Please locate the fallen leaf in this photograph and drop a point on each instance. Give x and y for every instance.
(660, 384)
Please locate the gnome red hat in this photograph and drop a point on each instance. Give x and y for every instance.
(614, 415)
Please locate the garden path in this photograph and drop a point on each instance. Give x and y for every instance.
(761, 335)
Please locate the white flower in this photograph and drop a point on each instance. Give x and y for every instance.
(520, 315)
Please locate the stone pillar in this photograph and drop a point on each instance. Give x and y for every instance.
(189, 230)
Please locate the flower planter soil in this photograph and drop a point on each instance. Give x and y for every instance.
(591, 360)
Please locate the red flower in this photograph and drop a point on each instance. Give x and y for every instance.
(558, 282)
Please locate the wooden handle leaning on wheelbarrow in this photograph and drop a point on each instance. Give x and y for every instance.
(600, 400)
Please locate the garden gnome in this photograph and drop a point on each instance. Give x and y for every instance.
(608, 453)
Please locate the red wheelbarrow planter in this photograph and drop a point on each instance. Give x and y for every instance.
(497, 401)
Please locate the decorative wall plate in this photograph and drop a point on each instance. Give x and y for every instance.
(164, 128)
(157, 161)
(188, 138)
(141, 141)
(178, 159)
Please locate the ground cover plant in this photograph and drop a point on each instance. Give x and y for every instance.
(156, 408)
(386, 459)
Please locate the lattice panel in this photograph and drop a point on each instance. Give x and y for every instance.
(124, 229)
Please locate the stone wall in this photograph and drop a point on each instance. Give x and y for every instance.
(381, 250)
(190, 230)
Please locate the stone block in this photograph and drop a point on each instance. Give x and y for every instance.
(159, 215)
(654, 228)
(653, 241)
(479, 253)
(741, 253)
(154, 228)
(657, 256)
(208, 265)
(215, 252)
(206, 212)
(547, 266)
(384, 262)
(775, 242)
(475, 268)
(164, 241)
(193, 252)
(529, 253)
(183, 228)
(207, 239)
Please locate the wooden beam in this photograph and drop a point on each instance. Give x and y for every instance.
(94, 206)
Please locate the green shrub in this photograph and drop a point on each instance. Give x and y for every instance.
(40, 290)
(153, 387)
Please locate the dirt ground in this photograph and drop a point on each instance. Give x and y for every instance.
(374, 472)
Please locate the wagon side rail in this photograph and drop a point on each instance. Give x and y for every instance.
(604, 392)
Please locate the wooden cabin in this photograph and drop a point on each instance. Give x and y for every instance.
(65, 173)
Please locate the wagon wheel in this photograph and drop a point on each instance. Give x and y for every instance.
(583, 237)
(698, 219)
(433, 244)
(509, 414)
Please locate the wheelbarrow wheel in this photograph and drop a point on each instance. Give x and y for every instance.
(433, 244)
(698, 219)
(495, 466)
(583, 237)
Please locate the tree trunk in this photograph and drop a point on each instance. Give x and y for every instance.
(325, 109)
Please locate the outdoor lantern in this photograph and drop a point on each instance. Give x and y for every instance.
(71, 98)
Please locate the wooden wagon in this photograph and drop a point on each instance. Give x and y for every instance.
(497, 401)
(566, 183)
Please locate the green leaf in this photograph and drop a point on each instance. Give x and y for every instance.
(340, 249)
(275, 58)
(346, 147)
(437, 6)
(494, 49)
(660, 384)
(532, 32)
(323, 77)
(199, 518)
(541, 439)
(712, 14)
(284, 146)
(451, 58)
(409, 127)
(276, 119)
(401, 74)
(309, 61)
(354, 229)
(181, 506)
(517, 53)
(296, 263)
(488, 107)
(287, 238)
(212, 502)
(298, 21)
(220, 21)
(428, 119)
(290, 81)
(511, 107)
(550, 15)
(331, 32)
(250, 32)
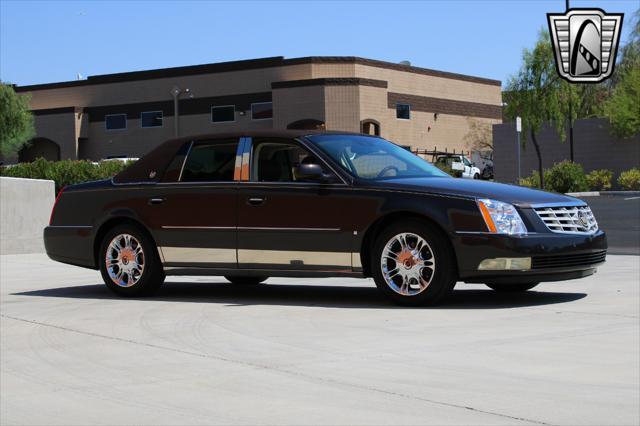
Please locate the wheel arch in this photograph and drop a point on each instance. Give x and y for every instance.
(381, 223)
(111, 223)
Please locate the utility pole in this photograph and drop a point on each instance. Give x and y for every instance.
(570, 108)
(518, 130)
(176, 92)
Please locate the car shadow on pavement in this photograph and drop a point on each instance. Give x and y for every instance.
(472, 297)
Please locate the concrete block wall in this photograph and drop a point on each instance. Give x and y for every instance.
(25, 208)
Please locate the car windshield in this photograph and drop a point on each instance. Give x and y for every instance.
(374, 158)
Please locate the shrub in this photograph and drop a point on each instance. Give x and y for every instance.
(599, 180)
(630, 179)
(566, 176)
(532, 181)
(65, 172)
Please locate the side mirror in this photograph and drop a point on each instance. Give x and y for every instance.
(310, 172)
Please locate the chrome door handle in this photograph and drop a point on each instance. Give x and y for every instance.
(256, 201)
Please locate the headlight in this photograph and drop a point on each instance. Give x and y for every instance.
(501, 218)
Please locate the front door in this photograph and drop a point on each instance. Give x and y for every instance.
(198, 210)
(286, 223)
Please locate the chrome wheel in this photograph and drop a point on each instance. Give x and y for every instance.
(125, 260)
(408, 264)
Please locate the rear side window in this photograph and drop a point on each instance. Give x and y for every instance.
(115, 122)
(210, 162)
(275, 160)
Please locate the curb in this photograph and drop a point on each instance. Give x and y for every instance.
(603, 193)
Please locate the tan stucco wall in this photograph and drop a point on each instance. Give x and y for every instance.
(437, 87)
(219, 84)
(340, 107)
(448, 131)
(135, 141)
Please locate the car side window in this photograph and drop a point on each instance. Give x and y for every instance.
(210, 162)
(275, 160)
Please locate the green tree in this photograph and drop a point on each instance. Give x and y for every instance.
(623, 108)
(16, 121)
(535, 94)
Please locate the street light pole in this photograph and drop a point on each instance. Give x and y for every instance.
(570, 109)
(176, 92)
(518, 130)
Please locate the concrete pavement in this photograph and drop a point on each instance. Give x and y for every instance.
(323, 351)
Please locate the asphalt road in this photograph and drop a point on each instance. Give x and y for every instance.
(324, 351)
(619, 217)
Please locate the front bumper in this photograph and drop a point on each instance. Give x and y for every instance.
(554, 256)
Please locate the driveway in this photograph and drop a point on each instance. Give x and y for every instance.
(323, 351)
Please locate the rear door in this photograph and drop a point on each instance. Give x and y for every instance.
(286, 223)
(196, 213)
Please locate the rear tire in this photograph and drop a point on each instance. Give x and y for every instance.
(245, 280)
(129, 262)
(512, 288)
(413, 263)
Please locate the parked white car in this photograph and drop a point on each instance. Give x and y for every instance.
(461, 164)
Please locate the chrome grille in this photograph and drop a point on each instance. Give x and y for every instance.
(568, 219)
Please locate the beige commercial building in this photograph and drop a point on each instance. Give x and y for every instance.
(127, 114)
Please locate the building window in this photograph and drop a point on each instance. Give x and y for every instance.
(223, 114)
(115, 122)
(262, 111)
(403, 111)
(151, 119)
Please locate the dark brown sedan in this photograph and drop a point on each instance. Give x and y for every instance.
(255, 205)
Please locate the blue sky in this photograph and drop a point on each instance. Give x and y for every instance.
(52, 41)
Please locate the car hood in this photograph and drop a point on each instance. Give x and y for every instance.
(518, 195)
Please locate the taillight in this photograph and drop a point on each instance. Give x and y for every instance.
(54, 205)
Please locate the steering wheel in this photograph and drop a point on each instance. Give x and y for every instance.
(386, 169)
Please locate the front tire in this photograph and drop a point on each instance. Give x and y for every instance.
(512, 288)
(245, 280)
(413, 264)
(129, 262)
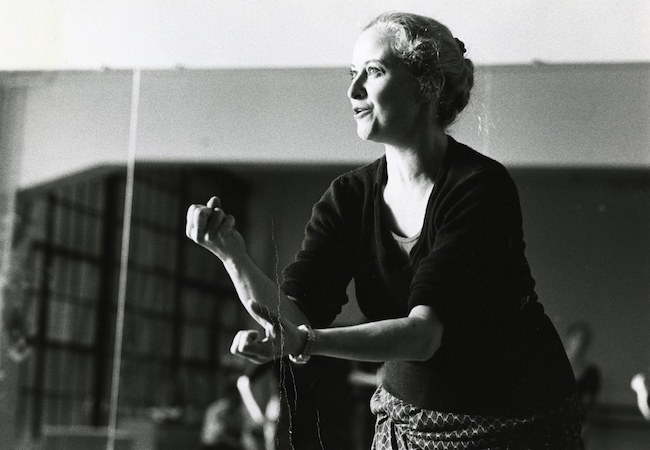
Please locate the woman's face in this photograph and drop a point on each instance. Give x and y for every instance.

______________________________

Starting with the line that holds "Please locate the steering", return each line exactly through the final line of the entries above; pictures are not part of the output.

Please locate the steering wheel in this photograph and drop a point on each instance. Give x and y for every instance.
(386, 169)
Please locate the front tire in this photograph and drop a point on each instance. Give x and y for every instance.
(512, 288)
(245, 280)
(413, 264)
(129, 262)
Please locate the woman's face in this photograph and drop a point on each instance. Give x and y for every instance.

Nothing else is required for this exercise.